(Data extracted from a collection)
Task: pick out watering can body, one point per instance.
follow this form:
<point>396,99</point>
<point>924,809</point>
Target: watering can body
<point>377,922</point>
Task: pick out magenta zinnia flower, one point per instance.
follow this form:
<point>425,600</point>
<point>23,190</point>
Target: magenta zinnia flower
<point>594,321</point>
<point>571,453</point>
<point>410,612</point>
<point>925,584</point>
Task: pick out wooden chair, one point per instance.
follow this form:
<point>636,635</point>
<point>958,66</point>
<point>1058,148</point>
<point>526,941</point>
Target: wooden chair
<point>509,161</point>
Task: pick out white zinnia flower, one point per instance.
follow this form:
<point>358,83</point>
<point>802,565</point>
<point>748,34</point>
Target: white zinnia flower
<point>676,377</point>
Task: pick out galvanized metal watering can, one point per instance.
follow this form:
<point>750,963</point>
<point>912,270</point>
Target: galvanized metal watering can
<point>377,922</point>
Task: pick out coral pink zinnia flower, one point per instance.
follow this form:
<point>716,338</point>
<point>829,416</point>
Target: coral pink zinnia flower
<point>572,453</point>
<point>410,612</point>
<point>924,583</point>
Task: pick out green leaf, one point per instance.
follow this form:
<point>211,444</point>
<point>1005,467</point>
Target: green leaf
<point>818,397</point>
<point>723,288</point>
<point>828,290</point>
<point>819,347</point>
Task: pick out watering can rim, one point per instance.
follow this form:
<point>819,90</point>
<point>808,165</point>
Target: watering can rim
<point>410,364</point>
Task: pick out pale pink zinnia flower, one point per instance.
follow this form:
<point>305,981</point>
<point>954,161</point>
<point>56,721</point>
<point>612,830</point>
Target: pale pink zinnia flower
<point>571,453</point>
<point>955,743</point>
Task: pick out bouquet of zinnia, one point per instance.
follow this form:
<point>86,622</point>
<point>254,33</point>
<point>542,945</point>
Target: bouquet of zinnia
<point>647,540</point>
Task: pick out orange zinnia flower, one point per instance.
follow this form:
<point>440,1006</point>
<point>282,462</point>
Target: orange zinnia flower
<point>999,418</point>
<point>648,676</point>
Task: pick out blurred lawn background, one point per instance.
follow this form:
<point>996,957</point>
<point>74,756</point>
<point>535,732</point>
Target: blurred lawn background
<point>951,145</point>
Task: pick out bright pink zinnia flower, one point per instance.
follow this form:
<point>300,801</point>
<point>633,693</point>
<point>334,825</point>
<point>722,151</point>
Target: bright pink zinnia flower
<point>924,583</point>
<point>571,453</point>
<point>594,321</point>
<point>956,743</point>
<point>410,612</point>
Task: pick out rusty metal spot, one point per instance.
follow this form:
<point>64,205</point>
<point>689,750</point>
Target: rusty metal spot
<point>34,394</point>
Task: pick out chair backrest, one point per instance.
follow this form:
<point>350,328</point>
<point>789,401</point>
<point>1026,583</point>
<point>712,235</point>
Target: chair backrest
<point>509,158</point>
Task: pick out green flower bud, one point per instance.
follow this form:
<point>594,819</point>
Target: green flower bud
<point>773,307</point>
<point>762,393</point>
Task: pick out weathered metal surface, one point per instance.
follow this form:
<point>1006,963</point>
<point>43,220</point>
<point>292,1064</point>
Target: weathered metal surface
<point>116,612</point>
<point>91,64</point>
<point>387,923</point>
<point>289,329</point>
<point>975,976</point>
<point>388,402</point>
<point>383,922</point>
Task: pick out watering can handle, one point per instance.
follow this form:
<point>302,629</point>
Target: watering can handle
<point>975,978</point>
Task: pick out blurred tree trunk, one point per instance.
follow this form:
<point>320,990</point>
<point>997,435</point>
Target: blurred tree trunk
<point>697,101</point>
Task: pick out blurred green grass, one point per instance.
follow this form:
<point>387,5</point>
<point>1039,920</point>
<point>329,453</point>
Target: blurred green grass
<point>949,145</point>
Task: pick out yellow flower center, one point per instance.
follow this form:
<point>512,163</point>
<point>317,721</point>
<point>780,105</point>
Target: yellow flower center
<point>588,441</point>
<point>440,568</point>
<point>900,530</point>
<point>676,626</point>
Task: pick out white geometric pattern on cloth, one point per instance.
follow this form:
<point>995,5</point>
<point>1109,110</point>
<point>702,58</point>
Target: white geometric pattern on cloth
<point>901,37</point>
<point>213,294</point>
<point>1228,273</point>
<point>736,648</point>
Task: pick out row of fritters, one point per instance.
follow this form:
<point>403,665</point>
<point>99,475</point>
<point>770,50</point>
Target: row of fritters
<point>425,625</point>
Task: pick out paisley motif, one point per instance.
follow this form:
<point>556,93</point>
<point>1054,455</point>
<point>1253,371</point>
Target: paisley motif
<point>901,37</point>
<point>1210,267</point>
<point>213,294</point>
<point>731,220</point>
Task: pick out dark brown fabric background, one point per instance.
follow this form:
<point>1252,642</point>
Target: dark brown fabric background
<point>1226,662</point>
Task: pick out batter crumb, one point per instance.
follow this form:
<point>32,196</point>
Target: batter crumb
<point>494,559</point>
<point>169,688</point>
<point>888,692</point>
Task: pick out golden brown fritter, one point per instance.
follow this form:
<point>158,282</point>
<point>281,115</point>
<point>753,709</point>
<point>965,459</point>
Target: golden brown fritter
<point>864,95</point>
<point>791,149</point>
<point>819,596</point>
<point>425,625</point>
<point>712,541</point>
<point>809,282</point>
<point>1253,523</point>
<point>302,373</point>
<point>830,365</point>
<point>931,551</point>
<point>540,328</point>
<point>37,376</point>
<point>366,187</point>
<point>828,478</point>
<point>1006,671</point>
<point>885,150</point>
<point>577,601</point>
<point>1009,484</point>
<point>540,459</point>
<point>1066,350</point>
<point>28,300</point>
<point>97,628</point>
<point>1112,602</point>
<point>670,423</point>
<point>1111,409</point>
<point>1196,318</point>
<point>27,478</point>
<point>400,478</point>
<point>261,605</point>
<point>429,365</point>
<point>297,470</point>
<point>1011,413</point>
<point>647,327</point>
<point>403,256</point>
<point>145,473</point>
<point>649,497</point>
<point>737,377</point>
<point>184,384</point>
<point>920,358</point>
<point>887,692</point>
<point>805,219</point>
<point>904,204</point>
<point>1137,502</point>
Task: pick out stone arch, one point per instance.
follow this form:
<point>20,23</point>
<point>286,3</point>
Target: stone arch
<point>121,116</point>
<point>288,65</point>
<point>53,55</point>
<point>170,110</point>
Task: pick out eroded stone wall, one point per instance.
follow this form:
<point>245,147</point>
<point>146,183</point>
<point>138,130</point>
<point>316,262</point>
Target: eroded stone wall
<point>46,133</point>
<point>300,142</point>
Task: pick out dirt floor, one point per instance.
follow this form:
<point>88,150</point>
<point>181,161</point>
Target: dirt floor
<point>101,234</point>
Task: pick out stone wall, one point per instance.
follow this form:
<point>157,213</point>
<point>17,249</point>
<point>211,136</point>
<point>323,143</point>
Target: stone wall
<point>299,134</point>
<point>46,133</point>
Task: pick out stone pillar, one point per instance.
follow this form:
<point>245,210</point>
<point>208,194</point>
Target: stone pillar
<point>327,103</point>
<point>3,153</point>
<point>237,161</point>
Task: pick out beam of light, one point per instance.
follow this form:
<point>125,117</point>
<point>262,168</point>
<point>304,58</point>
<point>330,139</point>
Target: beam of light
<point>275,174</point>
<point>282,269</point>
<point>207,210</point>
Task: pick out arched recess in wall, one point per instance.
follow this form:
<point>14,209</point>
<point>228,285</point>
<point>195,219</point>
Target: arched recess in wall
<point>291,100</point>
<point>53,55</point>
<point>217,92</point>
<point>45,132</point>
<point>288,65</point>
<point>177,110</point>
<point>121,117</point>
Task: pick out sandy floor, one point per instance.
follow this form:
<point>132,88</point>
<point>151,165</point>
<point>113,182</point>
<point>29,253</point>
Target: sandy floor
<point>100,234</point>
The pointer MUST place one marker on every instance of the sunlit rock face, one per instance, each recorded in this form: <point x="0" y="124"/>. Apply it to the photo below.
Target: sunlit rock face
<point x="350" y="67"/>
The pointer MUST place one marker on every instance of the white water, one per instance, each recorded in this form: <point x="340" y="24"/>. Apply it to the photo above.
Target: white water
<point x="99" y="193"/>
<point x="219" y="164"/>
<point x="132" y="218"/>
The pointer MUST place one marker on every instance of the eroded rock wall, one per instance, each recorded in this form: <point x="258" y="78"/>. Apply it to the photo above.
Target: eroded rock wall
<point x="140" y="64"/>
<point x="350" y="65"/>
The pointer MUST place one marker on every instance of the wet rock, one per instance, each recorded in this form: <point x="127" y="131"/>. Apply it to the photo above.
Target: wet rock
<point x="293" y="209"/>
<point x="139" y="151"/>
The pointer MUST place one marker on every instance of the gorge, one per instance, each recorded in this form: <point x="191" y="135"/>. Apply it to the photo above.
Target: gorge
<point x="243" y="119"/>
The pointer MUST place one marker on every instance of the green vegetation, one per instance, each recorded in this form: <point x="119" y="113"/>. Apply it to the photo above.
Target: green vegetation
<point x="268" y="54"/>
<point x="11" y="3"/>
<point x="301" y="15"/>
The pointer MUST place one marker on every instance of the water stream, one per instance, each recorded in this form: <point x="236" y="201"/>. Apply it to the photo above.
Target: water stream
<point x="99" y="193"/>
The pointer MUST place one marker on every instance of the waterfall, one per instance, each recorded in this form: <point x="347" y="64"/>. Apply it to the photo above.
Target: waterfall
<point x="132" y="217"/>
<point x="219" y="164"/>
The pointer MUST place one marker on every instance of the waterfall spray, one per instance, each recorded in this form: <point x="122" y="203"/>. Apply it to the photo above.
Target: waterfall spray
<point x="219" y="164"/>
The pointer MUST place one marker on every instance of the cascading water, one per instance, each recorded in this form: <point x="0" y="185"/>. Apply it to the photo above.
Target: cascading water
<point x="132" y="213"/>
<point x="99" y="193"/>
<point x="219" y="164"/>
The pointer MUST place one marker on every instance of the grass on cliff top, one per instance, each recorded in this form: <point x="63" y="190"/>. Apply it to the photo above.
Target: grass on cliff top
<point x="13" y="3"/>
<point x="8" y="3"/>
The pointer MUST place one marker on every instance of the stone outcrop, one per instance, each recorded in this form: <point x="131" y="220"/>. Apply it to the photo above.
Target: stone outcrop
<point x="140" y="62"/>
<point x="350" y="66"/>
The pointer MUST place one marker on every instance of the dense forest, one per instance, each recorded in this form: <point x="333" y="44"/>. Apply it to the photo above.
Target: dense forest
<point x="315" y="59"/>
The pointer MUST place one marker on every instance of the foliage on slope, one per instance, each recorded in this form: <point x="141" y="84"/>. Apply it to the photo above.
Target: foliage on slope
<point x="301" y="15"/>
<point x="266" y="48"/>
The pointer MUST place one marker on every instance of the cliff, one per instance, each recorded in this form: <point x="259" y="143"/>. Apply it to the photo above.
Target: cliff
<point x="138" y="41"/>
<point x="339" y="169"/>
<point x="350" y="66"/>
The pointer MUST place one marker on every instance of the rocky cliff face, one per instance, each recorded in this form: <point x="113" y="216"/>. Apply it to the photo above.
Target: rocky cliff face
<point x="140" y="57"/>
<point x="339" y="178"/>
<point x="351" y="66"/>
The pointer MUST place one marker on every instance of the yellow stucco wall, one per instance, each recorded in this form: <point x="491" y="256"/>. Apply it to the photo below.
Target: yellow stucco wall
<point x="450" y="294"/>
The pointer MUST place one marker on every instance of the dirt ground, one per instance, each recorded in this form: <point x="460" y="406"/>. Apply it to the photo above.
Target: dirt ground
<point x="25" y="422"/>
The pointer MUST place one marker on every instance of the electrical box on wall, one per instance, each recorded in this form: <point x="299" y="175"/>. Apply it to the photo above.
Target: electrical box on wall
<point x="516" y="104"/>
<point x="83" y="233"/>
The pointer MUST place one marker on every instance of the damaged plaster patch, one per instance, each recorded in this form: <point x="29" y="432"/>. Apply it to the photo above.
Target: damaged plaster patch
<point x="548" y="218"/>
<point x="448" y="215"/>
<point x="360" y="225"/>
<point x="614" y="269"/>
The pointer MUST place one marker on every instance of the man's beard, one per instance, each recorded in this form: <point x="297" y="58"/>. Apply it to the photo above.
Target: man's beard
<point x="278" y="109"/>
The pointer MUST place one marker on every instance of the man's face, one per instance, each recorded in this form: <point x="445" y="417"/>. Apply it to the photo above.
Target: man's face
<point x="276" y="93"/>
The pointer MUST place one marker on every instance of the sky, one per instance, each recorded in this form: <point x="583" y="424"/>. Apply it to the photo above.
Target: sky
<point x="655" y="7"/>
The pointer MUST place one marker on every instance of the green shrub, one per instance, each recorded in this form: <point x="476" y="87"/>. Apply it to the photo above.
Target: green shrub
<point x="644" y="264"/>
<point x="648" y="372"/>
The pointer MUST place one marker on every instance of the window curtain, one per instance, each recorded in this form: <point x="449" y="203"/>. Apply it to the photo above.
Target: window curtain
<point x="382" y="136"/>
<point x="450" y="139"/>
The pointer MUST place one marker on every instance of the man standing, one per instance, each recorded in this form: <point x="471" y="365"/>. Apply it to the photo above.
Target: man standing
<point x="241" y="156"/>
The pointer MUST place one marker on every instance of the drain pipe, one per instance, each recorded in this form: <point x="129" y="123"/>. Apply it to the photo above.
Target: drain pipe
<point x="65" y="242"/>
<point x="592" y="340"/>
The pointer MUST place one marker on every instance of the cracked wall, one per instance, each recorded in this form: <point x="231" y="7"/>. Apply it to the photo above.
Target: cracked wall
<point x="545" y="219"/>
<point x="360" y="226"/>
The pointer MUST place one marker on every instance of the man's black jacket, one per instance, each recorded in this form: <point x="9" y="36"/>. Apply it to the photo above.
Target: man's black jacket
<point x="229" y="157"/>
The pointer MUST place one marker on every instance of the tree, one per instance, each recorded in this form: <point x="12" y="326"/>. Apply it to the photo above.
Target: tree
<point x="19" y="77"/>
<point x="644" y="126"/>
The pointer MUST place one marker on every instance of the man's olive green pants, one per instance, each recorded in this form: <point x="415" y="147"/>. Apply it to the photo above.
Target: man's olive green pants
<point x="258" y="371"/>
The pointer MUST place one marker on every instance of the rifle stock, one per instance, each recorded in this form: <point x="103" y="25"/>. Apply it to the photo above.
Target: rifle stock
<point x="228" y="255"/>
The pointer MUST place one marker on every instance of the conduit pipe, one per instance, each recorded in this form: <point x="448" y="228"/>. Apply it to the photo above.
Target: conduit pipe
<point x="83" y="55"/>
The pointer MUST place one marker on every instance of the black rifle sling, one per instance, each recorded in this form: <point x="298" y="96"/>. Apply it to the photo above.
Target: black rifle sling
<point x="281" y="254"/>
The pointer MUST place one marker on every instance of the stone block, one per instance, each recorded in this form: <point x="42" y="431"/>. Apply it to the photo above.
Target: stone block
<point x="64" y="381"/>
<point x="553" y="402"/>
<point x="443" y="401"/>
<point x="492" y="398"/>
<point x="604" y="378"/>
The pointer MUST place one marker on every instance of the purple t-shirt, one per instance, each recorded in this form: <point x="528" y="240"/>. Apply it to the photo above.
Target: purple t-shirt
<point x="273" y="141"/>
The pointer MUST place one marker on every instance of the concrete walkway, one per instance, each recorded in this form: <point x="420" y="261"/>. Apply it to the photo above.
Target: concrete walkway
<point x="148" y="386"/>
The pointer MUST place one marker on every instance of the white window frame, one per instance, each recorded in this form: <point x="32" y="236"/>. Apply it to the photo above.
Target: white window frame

• **Required task**: Can you put the lines from the start of the items through the line containing "<point>925,584</point>" into a JSON list of strings, one string per line, with blank lines left out?

• **Complete answer**:
[
  "Task: pick out watering can body, one point per instance.",
  "follow this form:",
  "<point>396,99</point>",
  "<point>924,809</point>",
  "Target: watering can body",
  "<point>377,922</point>",
  "Task: pick out magenta zinnia flower, one point per instance.",
  "follow this form:",
  "<point>425,600</point>",
  "<point>23,190</point>",
  "Target: magenta zinnia flower",
  "<point>594,321</point>",
  "<point>571,453</point>",
  "<point>410,612</point>",
  "<point>925,584</point>"
]